→ TEXTE FOURNI
....

Dans un contexte économique où l’industrie cannière est en baisse, MCFI, pionnier de la production de fertilisants à Maurice accélère nettement son évolution, revoit toute sa stratégie et diversifie son offre et ses marchés. Yannis Fayd’herbe, à la tête de l’entreprise depuis 2019, nous dévoile cette nouvelle stratégie et le nouveau positionnement de MCFI pour 2020.
Yannis, cela fait bientôt huit mois que vous êtes à la tête de MCFI. Quel est votre résumé de ces derniers mois et quels ont été vos principaux chantiers ?
« Ce n’est un secret pour personne que notre marché principal, l’industrie cannière mauricienne, rencontre des difficultés et pas mal de défis. Les superficies de terrain sous culture de canne à sucre ne cessent de diminuer, ce qui impacte directement notre entreprise, car il y a de moins en moins de demande pour les fertilisants. Cette situation nous a permis de prendre du recul et d’avoir une réflexion profonde pour revoir notre ‘business model’ et notre approche par rapport à ce que nous offrons aujourd’hui sur ce marché, c’est-à-dire les fertilisants et autres produits et services.

....

→ Entrées enregistrées
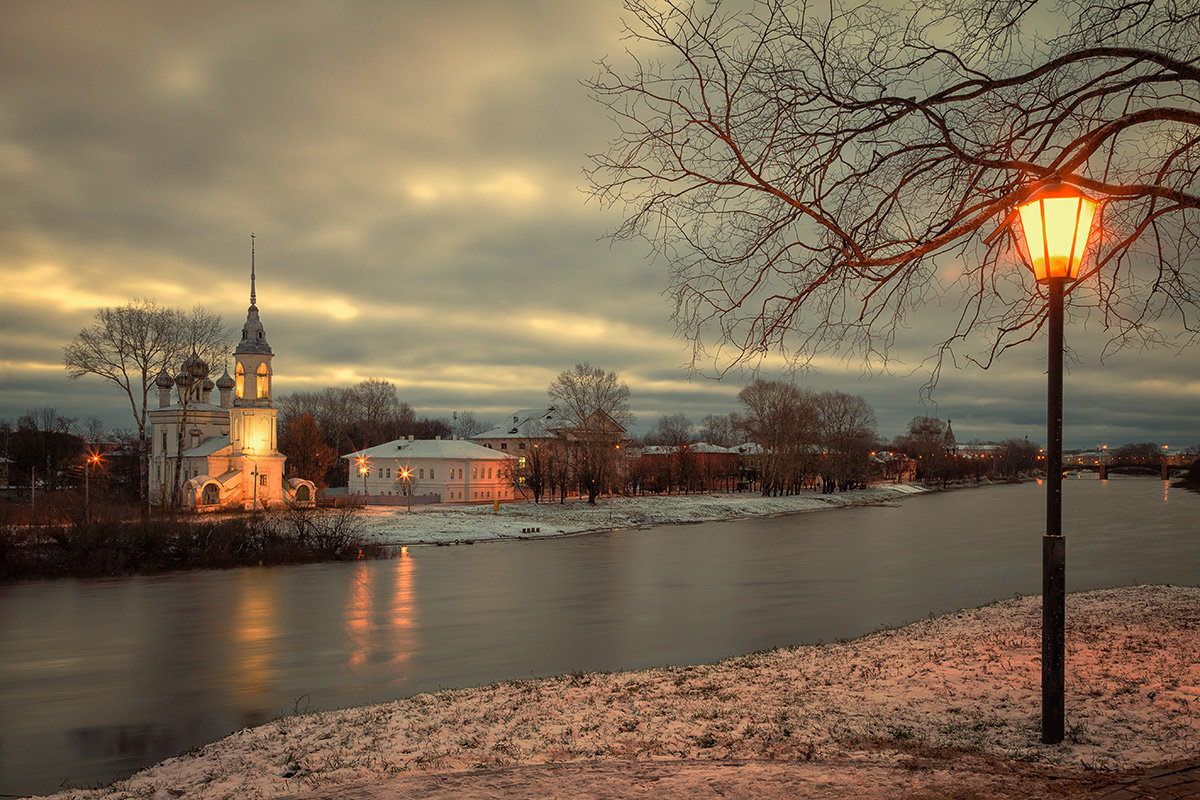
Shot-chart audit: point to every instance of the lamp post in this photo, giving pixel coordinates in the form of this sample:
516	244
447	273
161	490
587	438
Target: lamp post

....

→ CONSIGNE
Mettez à jour le passage de l'entretien sur MCFI qui s'ouvre sur les mots contenant « Yannis, cela fait » et se clôt sur « principaux chantiers ? », en remplaçant « huit mois » par « dix mois ». Les lignes ne servent pas pour ce travail.

→ RÉPONSE
Yannis, cela fait bientôt dix mois que vous êtes à la tête de MCFI. Quel est votre résumé de ces derniers mois et quels ont été vos principaux chantiers ?